[START OF Provided records]

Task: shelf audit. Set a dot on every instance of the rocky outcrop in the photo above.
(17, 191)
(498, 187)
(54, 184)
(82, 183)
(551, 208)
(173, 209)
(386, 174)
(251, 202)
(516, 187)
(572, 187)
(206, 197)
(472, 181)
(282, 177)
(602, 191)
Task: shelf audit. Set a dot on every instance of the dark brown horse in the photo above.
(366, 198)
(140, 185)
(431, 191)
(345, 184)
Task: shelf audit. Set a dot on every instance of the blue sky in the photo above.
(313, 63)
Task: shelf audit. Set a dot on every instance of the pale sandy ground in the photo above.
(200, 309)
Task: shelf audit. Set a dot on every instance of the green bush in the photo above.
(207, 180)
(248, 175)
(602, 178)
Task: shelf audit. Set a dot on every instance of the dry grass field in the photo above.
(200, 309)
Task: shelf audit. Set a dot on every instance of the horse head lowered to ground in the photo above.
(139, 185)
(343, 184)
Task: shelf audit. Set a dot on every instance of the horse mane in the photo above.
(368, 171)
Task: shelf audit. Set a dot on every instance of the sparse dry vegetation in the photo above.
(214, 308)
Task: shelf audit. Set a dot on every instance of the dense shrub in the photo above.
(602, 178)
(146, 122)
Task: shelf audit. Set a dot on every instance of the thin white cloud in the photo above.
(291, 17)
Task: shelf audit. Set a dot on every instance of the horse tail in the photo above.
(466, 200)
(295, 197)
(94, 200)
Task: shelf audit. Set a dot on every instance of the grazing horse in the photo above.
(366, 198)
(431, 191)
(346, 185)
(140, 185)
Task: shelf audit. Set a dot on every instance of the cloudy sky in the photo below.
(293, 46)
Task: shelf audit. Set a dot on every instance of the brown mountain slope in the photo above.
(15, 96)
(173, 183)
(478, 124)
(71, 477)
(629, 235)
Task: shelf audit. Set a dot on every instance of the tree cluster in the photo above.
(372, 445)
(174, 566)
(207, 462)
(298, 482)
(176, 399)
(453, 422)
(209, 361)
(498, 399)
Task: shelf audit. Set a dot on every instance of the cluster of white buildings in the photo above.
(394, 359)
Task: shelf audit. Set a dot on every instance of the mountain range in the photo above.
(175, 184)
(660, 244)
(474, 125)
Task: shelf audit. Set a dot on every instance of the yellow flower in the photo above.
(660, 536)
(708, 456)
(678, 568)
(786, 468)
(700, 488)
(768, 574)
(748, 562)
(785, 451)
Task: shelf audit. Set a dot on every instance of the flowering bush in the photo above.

[END OF Provided records]

Directions
Reproduce the material above exactly; please quote every line of it.

Completed task
Task: shelf audit. Set a dot on every instance of the rocky outcrop in the photo above.
(17, 191)
(498, 187)
(54, 184)
(82, 183)
(551, 208)
(173, 209)
(386, 174)
(251, 202)
(516, 187)
(572, 187)
(206, 197)
(472, 181)
(282, 177)
(602, 191)
Task: shelf audit. Set a dot on every instance of the dark brown horse in the photo above.
(366, 198)
(140, 185)
(431, 191)
(345, 184)
Task: shelf audit. Set a dot on every instance of the blue sky in the photo above.
(313, 63)
Task: shelf audit. Set a dot on every instance of the pale sandy ground in the photo above.
(200, 309)
Task: shelf audit. Set a dot on every instance of the green bush in the photo above.
(207, 180)
(248, 175)
(602, 178)
Task: shelf audit. Set a dot on every instance of the dry grass field in the photo above.
(200, 309)
Task: shelf audit. Set a dot on every instance of the horse head lowered to ground in the photo above.
(139, 185)
(343, 184)
Task: shelf audit. Set a dot on every instance of the horse mane in the photo above.
(368, 171)
Task: shelf audit. Set a dot on every instance of the sparse dry vegetation in the photo above.
(214, 308)
Task: shelf audit. Set a dot on every instance of the dense shrub in the photo above.
(602, 178)
(146, 122)
Task: shelf audit. Set a dot on every instance of the thin white cloud in the photo above.
(291, 17)
Task: shelf audit. Set a dot on every instance of the horse tail in the photo above.
(466, 200)
(295, 197)
(94, 200)
Task: shelf audit. Set a dot on every instance of the grazing horse in the photo above.
(366, 198)
(431, 191)
(346, 185)
(140, 185)
Task: shelf audit. Set a dot on every instance of the cloudy sky in the photo below.
(293, 46)
Task: shelf audit. Set a dot on every instance of the brown mountain slope in the photo above.
(15, 96)
(173, 183)
(478, 124)
(71, 477)
(629, 235)
Task: shelf audit. Set a dot on every instance of the tree cluster in the photo above.
(372, 445)
(174, 566)
(207, 462)
(298, 482)
(176, 399)
(453, 422)
(209, 361)
(498, 399)
Task: shelf audit. Set a dot on every instance of the cluster of white buildings in the photo above.
(394, 359)
Task: shelf audit. Set a dot on every instance of the mountain range in the photo above.
(175, 184)
(660, 244)
(474, 125)
Task: shelf audit. Set a dot on every instance of the yellow flower in the photo above.
(660, 536)
(708, 456)
(678, 568)
(786, 468)
(700, 488)
(768, 574)
(748, 562)
(785, 451)
Task: shelf audit. Set a dot on every instance of the flowering bush in the photo above.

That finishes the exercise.